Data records
□ □ □ □

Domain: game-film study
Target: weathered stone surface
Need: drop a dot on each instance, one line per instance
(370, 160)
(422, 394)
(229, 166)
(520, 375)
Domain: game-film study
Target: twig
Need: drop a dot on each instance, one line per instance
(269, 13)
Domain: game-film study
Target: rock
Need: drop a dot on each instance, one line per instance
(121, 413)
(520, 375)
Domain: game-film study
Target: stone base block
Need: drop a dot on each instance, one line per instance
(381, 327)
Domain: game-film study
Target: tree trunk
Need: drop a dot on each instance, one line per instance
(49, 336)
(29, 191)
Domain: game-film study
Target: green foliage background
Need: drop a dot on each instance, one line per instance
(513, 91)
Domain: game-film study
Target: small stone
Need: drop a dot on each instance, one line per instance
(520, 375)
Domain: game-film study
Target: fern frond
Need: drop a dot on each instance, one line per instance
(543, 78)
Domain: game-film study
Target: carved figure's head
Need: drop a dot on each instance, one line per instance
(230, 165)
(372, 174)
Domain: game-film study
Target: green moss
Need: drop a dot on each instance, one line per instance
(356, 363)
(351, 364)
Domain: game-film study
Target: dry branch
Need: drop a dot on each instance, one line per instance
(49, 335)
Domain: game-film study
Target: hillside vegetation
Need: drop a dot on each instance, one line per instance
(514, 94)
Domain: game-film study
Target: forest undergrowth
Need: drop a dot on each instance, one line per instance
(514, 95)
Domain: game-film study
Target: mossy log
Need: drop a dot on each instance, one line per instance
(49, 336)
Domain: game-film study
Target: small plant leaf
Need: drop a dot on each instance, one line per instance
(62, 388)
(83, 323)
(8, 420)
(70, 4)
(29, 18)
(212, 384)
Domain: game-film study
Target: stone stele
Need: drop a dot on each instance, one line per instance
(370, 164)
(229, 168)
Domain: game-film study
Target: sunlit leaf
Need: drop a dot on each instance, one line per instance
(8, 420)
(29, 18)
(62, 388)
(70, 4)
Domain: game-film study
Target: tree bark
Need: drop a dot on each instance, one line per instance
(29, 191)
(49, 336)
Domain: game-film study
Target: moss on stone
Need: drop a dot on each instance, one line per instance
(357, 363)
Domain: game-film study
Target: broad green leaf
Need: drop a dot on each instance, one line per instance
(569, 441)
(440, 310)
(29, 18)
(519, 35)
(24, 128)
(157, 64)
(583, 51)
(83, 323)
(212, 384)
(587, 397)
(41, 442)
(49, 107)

□ □ □ □

▶ [EXERCISE PROMPT]:
The records above are to be set down again exactly as written.

▶ [TASK RESPONSE]:
Domain: game-film study
Target: weathered stone surface
Need: drop a dot on each instance, one line per instance
(370, 160)
(422, 394)
(229, 166)
(520, 375)
Domain: game-film study
Target: twig
Need: drop a dot on each instance, one line per instance
(269, 13)
Domain: game-film study
Target: rock
Need: drop a dot on each instance, one line per instance
(121, 413)
(520, 375)
Domain: game-film study
Target: stone base block
Need: drop a dot on each instance, one line per instance
(381, 327)
Domain: game-film study
Target: tree trunk
Need: drop a dot on each instance, one line per instance
(49, 336)
(29, 191)
Domain: game-film study
Target: green foliage background
Need: drop a dot on each instance, one line per instance
(513, 91)
Domain: game-film study
Target: small stone
Need: drop a dot on each instance, one line per instance
(520, 375)
Domain: game-film study
Target: fern frond
Need: drop a dot on each instance, one line per instance
(543, 78)
Domain: game-film study
Target: carved figure's head
Need: drop a dot on each instance, one line per instance
(230, 165)
(372, 174)
Domain: game-film study
Target: green moss
Need: drop a dot on each instance, one line per instance
(356, 363)
(351, 364)
Domain: game-film study
Target: dry branch
Need: drop a dot on each instance, one line per instance
(49, 335)
Domain: game-film study
Target: hillside vegetation
Need: drop a dot on each instance, one line per instance
(514, 94)
Domain: game-film study
Target: forest undergrowth
Need: drop a dot on each instance, one line per instance
(514, 95)
Domain: game-film study
Target: mossy log
Need: drop a dot on each instance, one line per instance
(49, 336)
Domain: game-film study
Target: small plant leaf
Need: drop a dot on each instance, one line per instance
(62, 388)
(83, 323)
(8, 420)
(70, 4)
(29, 18)
(212, 384)
Domain: game-film study
Target: stone stele
Need: drop a dot on each instance, one line per instance
(370, 164)
(229, 168)
Domain: game-film study
Target: sunlit leaf
Need: drop a dot on each instance, one line per instance
(8, 420)
(29, 18)
(62, 388)
(70, 4)
Domain: game-film study
Target: tree bark
Need: drop a dot on each instance, one line per instance
(29, 191)
(49, 336)
Domain: game-film study
Target: moss on stone
Need: drop a dot on each instance, one line per instance
(357, 363)
Domain: game-film study
Target: broad green leaf
Need: drop a dot on each instance, one line per instance
(569, 441)
(440, 310)
(29, 18)
(519, 35)
(24, 128)
(157, 64)
(583, 51)
(83, 323)
(212, 384)
(587, 397)
(41, 442)
(49, 107)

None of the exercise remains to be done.